[[ Document excerpt, beginning ]]
Researchers say medical professionals need to treat these cases with the utmost care

Photo (c) Moussa81 - Getty Images
Recent studies have highlighted how concussion symptoms often linger when patients are younger, or even how certain sports can put kids at an increased risk for these types of head injuries. 

Now, researchers from the Henry Ford Health System are looking at the ways that high school athletes are affected by concussions. According to their findings, student athletes could lose more time than anticipated following a concussion -- especially if it isn’t their first one. 

“Concussion diagnosis and management requires an individualized and comprehensive neurological approach to ensure we are accurately diagnosing and managing return to play effectively,” said researcher Dr. Jeffrey Kutcher. 

Monitoring the damage

The researchers had nearly 400 high school athletes participate in the study. All participants had a history of at least one concussion when the study began, and all of them participated in a wide variety of sports. 

“Historically, the literature reported a concussion prevalence of four-five percent, however recent studies have found that nearly 20 percent of adolescents have suffered at least one concussion, there’s a huge disparity in terms of reporting over time,” said researcher Dr. Toufic Jildeh. 

The study revealed several important things about dealing with head injuries, and perhaps the biggest takeaway is that concussions affect each person differently, making the aftercare all the more important.
[[ Document excerpt, end ]]
[[ Data extracts, beginning ]]
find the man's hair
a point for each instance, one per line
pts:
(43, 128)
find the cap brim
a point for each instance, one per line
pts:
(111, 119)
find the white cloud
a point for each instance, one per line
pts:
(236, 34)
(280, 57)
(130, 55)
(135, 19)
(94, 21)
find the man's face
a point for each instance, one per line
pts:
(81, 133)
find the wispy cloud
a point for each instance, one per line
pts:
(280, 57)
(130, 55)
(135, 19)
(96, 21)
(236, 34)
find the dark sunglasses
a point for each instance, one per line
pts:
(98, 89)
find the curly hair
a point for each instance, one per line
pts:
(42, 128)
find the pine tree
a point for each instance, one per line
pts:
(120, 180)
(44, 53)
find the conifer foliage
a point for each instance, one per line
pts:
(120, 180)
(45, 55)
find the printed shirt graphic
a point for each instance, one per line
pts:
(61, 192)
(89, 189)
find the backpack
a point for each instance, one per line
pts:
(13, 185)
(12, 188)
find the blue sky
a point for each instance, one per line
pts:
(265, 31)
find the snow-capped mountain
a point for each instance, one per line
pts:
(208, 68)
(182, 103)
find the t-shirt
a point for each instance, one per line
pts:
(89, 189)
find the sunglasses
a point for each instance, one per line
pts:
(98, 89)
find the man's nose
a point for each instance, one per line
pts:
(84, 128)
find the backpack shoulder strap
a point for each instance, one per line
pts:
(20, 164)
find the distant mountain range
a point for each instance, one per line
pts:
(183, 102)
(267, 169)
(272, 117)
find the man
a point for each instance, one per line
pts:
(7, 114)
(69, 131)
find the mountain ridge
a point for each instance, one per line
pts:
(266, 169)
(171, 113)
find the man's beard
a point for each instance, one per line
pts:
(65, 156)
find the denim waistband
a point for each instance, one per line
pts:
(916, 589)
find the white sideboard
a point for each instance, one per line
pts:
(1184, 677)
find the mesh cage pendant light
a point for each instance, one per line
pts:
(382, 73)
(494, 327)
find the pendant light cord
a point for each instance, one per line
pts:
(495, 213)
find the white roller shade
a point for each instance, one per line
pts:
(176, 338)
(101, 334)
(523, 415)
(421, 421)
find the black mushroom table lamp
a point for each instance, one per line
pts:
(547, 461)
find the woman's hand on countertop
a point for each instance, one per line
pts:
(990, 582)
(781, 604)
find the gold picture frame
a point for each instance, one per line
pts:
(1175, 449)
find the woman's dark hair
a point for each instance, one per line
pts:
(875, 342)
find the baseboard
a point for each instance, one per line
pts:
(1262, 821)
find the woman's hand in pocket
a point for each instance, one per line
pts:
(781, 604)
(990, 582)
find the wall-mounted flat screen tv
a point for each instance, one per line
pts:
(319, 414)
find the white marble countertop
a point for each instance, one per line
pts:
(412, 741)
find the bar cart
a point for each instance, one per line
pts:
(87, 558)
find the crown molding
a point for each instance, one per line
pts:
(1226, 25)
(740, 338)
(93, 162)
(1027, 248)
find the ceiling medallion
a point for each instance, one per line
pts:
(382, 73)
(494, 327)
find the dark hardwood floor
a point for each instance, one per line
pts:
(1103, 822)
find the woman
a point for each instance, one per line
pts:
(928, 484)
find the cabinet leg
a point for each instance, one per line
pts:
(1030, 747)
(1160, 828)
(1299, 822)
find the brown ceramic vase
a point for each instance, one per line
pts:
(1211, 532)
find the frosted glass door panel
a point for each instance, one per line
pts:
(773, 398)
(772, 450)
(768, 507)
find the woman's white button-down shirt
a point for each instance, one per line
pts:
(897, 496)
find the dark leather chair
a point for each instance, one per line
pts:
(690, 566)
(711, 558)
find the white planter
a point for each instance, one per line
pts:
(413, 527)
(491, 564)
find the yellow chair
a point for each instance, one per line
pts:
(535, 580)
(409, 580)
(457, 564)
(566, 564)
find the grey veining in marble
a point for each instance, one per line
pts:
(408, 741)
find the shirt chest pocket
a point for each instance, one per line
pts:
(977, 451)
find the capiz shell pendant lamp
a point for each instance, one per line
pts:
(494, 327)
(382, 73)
[[ Data extracts, end ]]
* Things to do *
1 – In the article on high school athletes and concussions, about how many athletes took part in the study?
2 – Continue the article on high school athletes and concussions, picking up after its final sentence.
The records have no connection to the text.

* Answers for the exercise *
1 – Nearly 400 high school athletes.

2 –
For over 30 percent of the student athletes in the survey, one initial head injury led to repeat injuries. This ultimately affected how long it took them to get back to the game. For those who had experienced just one concussion, sitting out from games and practice for one month was standard. However, rest and recovery time was much longer when concussions became more persistent. 

“Depending on the number of concussions, the 30-day mark gives us a baseline for how much time adolescent athletes required before returning to sport,” said researcher Dr. Kelechi Okoroha. 

Deciding when to return to activity

Concussions often lead to other symptoms. Another recent study highlighted how the mental health of young people can become affected following such an injury. The study also found that 14 percent of the students struggled with amnesia following their concussions. 

While there are guidelines in place for treating young people with concussions, the researchers urge medical professionals to use their best judgement when advising high schoolers on when it’s safe to return to their sport. 

“Concussions have been a pressing issue,” said researcher Dr. Vasilios Moutzouros. “We want to limit the number of concussions and head injuries in a young athlete.”